### Text shown

Fig. 1: PD-L1 upregulation correlates with p16 expression in ageing.

a, Representative t-SNE plots of immune cell (CD45⁺) populations identified in 50,000 cells from all lung samples of young and old mice (left) and their immune cell type distribution (right). Significantly changed populations are marked with an arrow (right). b, The frequency of indicated immune cell types in young and old mice. c, The heatmap of the change in the enrichment of senescence-related proteins in old/young mice for indicated immune cell types. d, Mean expression of PD-L1 in the identified immune cell populations. e, Mean expression of PD-L1 in 10% highest and 10% lowest p16-expressing cells within the AM population in young and old mice. f, Spearman correlation between p16 and PD-L1 protein expression in AMs in young and old mice. The AM cells were binned into 12 bins in old mice with a median of 740 cells per bin, and 11 bins in young mice with a median of 350 cells per bin. g, Scatter plot showing fold change in expression of senescence-related markers between p16 high and p16 low expressing cells in the AMs in the young (n = 4) and old (n = 4) mice. The diagonal line marks an equal fold change between young and old. h, Mean expression of PD-L1 between 10% highest and 10% lowest p16-expressing cells within lung epithelium in young and old mice. i, Spearman correlation between p16 and PD-L1 expression in the lung epithelium in young and old mice. The epithelium cells in young and old mice were binned into 18 bins with a median of 14,000 cells per bin. j, Scatter plot showing fold change in expression of senescence-related markers between p16 high and p16 low expressing cells in the epithelium in young (n = 8) and old (n = 8) mice. In f and i, Spearman correlation coefficient (r) and associated P value (P) were used for statistical analysis. Single cells were ranked by p16 expression level in bins from low to high. For each bin, the mean expression level of PD-L1 is shown. Two-sided (b and d) or one-sided (e–j) Mann–Whitney U test was used for statistical analysis. Error bars, mean ± s.e.m. *P < 0.05, **P < 0.01, ***P < 0.001. Young (n = 4) and old (n = 4) mice were used in b–g, and young (n = 8) and old (n = 8) mice were used in h–j. Experiments were repeated three times independently with similar results. Source numerical data are available in Source data.

### Source information
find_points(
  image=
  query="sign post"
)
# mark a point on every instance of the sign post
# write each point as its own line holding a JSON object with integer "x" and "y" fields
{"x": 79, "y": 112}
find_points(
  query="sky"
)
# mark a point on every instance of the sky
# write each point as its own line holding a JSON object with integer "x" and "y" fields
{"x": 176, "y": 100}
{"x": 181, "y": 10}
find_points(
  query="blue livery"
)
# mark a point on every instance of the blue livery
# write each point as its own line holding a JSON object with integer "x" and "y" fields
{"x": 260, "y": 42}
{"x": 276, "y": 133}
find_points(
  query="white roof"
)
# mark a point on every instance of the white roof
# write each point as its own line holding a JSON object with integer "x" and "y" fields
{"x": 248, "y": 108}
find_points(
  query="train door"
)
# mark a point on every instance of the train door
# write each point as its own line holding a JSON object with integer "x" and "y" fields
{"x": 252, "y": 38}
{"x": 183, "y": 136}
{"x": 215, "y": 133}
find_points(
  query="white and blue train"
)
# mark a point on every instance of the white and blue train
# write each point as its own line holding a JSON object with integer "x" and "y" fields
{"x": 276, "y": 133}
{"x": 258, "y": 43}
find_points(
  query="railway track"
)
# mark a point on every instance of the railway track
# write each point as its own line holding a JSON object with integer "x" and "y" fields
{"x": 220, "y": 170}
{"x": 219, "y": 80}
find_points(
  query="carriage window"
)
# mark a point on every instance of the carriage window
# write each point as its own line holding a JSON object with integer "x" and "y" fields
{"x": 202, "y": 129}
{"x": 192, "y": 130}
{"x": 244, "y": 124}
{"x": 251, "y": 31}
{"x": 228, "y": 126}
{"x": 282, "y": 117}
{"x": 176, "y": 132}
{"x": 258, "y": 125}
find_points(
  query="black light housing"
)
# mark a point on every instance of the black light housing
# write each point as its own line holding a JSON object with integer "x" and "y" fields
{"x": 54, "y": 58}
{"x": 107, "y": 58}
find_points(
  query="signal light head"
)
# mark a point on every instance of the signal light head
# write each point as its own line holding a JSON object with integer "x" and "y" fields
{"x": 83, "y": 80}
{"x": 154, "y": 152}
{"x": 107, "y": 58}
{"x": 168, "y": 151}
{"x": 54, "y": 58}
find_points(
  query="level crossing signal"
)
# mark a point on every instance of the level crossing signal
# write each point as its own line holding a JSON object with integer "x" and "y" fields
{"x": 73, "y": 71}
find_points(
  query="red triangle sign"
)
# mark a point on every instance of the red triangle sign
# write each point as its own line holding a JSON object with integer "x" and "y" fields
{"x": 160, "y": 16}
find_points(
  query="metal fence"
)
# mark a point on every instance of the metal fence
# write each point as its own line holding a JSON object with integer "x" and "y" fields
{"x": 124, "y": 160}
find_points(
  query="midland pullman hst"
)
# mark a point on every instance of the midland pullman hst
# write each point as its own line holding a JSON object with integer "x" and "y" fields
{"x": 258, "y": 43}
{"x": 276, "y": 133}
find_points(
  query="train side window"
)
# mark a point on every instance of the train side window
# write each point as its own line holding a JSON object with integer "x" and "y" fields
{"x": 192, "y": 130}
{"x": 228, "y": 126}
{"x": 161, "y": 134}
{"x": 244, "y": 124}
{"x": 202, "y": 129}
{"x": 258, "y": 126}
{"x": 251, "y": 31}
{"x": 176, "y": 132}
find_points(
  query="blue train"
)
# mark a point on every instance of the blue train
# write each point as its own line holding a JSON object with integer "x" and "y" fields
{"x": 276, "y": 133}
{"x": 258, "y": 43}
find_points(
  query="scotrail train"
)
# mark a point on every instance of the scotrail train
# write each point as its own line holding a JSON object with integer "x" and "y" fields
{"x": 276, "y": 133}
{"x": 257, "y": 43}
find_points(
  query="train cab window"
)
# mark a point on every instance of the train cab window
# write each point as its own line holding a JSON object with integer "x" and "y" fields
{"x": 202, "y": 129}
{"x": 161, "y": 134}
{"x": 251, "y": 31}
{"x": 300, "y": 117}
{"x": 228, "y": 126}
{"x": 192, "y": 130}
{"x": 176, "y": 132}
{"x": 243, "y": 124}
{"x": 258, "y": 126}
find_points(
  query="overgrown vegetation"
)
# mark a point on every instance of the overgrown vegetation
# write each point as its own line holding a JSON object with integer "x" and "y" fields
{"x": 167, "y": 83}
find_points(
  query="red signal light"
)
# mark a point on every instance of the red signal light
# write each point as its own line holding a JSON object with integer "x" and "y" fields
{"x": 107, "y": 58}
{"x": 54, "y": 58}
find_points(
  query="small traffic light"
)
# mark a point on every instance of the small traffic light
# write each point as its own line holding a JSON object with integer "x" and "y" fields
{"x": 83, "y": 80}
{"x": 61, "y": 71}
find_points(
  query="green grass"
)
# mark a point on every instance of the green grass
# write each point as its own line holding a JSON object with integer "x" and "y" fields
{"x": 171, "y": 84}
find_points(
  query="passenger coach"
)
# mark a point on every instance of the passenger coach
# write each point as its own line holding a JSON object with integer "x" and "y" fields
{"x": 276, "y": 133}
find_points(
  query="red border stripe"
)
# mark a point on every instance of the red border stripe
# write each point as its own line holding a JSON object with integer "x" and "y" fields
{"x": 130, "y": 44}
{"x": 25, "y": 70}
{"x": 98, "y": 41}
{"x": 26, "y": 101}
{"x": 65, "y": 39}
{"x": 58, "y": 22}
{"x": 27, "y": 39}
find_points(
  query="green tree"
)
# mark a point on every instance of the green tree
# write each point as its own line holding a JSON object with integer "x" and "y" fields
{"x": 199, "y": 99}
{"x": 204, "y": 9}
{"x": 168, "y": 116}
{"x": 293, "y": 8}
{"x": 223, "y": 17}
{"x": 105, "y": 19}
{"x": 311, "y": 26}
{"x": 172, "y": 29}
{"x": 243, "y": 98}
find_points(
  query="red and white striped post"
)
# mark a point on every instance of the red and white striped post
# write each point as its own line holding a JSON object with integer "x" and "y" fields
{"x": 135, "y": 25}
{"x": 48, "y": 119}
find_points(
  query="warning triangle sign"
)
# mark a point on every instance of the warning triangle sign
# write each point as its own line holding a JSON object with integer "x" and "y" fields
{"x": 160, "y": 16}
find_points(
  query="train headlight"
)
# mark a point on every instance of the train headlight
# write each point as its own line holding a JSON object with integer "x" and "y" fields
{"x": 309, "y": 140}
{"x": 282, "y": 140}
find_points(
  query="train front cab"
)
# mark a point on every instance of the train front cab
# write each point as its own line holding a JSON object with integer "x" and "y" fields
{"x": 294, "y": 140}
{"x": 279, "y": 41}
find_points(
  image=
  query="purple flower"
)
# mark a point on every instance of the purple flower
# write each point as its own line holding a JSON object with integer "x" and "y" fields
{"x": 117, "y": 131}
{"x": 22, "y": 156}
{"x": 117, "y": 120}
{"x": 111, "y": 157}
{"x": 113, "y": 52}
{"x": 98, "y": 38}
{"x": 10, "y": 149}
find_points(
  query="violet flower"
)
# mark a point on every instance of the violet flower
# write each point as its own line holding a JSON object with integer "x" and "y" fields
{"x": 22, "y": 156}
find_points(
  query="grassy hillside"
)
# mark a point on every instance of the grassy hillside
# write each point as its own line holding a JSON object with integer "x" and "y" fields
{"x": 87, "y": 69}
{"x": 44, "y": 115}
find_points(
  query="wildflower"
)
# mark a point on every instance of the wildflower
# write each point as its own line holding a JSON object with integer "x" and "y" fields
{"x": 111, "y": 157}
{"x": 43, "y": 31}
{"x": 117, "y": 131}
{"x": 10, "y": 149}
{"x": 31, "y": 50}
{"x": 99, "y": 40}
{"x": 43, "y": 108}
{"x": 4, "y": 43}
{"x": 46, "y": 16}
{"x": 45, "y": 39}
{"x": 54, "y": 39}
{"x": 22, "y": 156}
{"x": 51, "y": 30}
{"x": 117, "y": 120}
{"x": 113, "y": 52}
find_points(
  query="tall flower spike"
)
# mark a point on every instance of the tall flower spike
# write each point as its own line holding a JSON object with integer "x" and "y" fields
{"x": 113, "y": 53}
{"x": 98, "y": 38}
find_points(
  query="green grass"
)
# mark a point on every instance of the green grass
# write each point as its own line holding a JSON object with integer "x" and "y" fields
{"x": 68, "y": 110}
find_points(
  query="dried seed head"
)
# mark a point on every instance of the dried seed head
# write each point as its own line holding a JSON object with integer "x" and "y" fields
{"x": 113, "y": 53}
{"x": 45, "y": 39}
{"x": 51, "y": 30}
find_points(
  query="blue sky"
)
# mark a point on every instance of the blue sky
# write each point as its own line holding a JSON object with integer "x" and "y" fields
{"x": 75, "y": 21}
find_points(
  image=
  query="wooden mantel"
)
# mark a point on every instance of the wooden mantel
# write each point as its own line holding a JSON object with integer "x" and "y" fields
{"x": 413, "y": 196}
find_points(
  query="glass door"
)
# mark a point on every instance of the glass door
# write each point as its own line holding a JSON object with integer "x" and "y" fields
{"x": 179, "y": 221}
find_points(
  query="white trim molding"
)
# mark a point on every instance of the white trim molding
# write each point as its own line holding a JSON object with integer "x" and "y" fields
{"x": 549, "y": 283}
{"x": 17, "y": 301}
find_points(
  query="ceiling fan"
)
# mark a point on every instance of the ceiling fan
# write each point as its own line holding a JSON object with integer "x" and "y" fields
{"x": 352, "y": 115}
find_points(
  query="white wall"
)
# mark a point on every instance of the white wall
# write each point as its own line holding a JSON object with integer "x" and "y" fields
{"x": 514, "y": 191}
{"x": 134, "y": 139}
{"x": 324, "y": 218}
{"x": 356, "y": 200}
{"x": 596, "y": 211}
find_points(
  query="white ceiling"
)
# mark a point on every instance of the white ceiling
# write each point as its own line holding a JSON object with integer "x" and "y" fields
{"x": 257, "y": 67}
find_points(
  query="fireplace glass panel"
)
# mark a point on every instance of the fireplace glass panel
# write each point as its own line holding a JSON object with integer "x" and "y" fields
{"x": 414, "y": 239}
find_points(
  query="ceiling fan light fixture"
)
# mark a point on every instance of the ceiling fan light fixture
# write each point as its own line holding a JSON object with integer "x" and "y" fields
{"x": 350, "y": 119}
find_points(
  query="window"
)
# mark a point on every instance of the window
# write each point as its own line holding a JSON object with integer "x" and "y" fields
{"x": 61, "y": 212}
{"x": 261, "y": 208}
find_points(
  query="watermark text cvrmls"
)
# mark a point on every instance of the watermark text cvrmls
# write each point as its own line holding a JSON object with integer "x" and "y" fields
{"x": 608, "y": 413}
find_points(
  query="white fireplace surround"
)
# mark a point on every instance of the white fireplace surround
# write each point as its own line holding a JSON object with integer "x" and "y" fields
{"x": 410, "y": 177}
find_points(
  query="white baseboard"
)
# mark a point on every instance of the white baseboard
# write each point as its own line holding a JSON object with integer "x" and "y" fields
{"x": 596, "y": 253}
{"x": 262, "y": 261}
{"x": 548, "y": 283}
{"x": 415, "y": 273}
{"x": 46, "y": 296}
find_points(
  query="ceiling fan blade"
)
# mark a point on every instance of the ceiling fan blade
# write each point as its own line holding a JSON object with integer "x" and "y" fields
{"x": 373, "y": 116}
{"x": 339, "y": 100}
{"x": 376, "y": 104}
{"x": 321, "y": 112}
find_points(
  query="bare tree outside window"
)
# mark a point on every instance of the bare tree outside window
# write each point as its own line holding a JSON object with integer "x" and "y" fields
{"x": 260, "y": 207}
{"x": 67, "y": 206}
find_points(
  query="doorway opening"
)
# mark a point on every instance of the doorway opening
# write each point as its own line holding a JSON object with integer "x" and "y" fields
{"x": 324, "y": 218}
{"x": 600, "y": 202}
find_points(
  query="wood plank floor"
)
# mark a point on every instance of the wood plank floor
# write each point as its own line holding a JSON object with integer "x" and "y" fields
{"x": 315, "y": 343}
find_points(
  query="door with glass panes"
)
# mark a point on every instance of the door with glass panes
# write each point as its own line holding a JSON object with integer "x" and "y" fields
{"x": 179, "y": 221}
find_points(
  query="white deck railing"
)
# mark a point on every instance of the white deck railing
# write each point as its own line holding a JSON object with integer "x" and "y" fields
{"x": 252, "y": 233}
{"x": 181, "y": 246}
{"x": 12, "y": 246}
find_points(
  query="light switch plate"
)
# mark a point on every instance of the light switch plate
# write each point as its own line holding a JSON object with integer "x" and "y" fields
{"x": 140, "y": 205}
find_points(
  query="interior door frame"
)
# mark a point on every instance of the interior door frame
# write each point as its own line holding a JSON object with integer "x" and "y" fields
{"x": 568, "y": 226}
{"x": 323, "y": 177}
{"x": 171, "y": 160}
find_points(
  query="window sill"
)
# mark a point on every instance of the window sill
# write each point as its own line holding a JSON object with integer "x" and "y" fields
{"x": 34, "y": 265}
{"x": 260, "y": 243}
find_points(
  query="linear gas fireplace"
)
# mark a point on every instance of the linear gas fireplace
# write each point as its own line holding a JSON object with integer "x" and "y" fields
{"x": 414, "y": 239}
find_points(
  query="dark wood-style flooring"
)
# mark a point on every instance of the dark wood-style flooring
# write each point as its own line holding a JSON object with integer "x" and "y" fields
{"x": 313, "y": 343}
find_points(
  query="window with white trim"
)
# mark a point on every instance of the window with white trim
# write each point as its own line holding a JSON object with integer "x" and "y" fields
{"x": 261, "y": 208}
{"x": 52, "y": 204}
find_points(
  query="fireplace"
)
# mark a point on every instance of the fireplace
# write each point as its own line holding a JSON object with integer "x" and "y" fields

### Task set
A. According to the figure legend, how were the p16 and PD-L1 values prepared for the Spearman correlations in panels f and i? Answer in one to three sentences.
B. In the figure legend, into how many bins were the AM cells from old mice divided for panel f?
The rows are separate material from the figure legend and from each other.

### Activity answers
A. Single cells were ranked by p16 expression level and grouped into bins from low to high. The mean PD-L1 expression level was then shown for each bin, and the Spearman correlation coefficient and its P value were used for the analysis.

B. They were divided into 12 bins, with a median of 740 cells per bin.